Passage shown:
☆ ☆ ☆ ☆

January 23, 1998|ALEXANDER COCKBURN | Alexander Cockburn writes for the Nation and other publications

Has there ever been such a grotesque spectacle as the commotion over Monica Lewinsky, which, the TV anchormen portentously inform us, may force Bill Clinton from the White House? In its superficial guise the scandal offers unusually ripe examples of hypocrisy and moral posturing. At a deeper level, the conduct of independent counsel Kenneth Starr is profoundly sinister, a travesty of his supposed function and an outrageous assault on civil liberties.

The American people did not elect Bill Clinton to be a good husband. Probably half the folks who pulled the lever for him in 1992 reckoned Gennifer Flowers might have been telling the truth. In 1996 many of the people who chose him over Bob Dole no doubt thought there might be some merit in Paula Jones' charges.

But now, at the notion that Clinton might have had a fling with Lewinsky, prominent citizens have become unhinged, saying that if it was true and he covered it up, he was finished. Lewinsky's attorney snarls that if the president had been intimate with his client, he was "a misogynist," unfit to dwell in 1600 Pennsylvania Ave.

What's going on here? Lewinsky is not a 16-year-old. She's an adult. If Bill Clinton had an affair with her, it may have been bad judgment and a poor show but it scarcely comes under the heading of misogyny.

What we're seeing here is one of the most disgusting of all spectacles: Puritans wringing their hands while clambering on one another's shoulders to peep in the bedroom window.

Some people pretend to be outraged, not so much at the possibility that Clinton and Lewinsky might have been intimate, but that he "lied" about it. They talk heavily about "perjury under oath" and "obstruction of justice." What "justice" is involved here, beyond Starr hauling water for Paula Jones' lawyers? Have we reached this level of malign absurdity that someone being discreet about an affair has to plead the 5th Amendment to get out of a perjury rap?

☆ ☆ ☆ ☆

Source material:
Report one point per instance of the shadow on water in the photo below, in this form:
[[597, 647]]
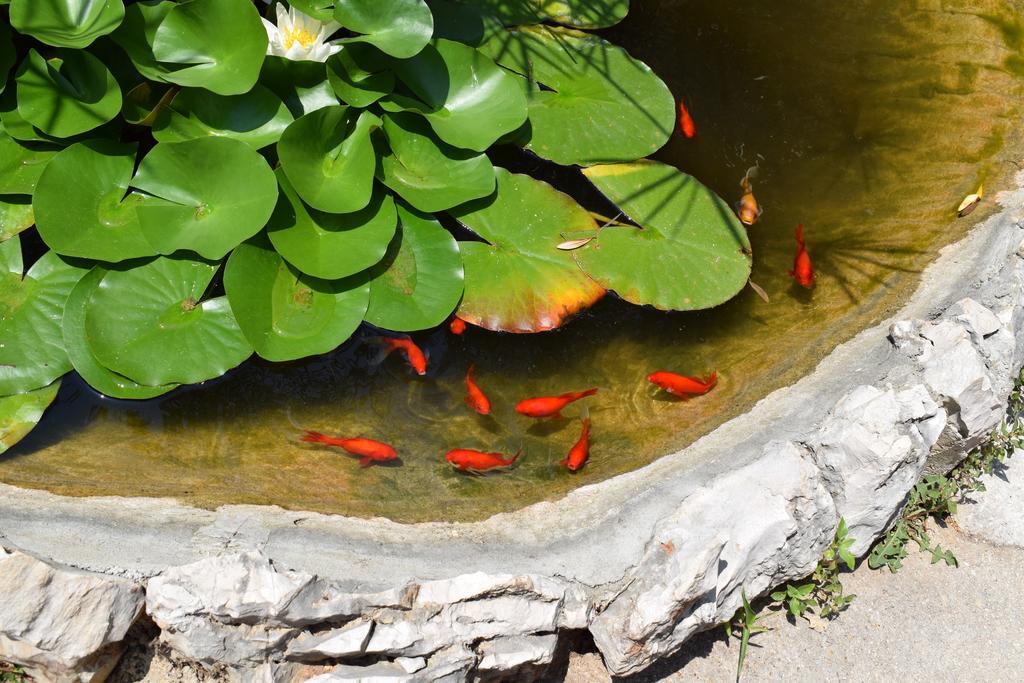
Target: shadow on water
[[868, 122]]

☆ ☆ ☆ ☆

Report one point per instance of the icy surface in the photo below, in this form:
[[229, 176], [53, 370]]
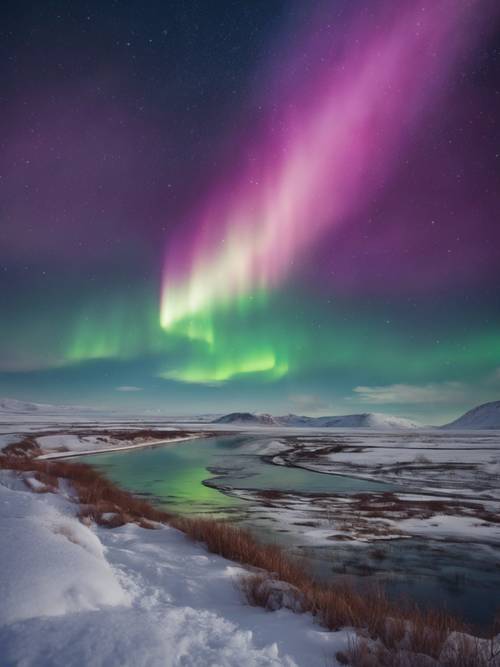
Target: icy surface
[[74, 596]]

☆ ☆ ☆ ☆

Task instructions: Copy the Lewinsky commentary beginning at the words "What we're seeing" and stopping after "the bedroom window.", and switch "Puritans" to "Moralists".

Response area:
What we're seeing here is one of the most disgusting of all spectacles: Moralists wringing their hands while clambering on one another's shoulders to peep in the bedroom window.